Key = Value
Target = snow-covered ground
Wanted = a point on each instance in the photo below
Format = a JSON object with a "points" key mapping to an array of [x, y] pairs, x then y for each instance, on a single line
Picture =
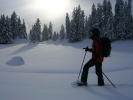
{"points": [[45, 71]]}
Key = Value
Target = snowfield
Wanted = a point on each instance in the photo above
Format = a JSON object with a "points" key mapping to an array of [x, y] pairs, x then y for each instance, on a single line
{"points": [[45, 71]]}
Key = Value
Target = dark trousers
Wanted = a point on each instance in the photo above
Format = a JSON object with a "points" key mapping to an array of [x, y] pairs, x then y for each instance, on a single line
{"points": [[98, 67]]}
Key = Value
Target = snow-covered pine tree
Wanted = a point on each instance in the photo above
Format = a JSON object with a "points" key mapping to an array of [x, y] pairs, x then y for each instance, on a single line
{"points": [[4, 31], [92, 17], [45, 33], [86, 27], [62, 32], [55, 36], [50, 30], [109, 28], [23, 29], [99, 17], [119, 21], [77, 25], [128, 19], [35, 32], [68, 26], [14, 23]]}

____________

Pass over the images and copy the rest of the material above exactly.

Key = Value
Target = snow-covered ground
Wanted = a point on each instance in the photo below
Format = a JSON object with a "points" key mapping to an array of [x, y] pairs, x then y for each instance, on a single line
Picture =
{"points": [[45, 71]]}
Key = Value
Target = snowfield
Wanted = a point on each instance in the photo above
Format = a JSON object with a "points" key mapping to an array of [x, y] pairs, x then y for each instance, on a single line
{"points": [[45, 71]]}
Key = Value
Target = dark trousers
Wanted = a point on each instance in the photo above
Format = a JSON object with a "points" key mapping to an array of [x, y] pairs, x then y for each instance, on a single line
{"points": [[98, 67]]}
Key = Value
Target = snow-covered pine tree
Wanted = a point on each instance in the photo above
Format = a JSON object with a "points" key mapping to an array of [x, y] pairs, x then y for each instance, on a single line
{"points": [[4, 31], [92, 17], [45, 33], [86, 27], [62, 32], [55, 36], [50, 30], [109, 28], [23, 29], [99, 17], [119, 21], [77, 25], [128, 19], [35, 32], [68, 26], [14, 23]]}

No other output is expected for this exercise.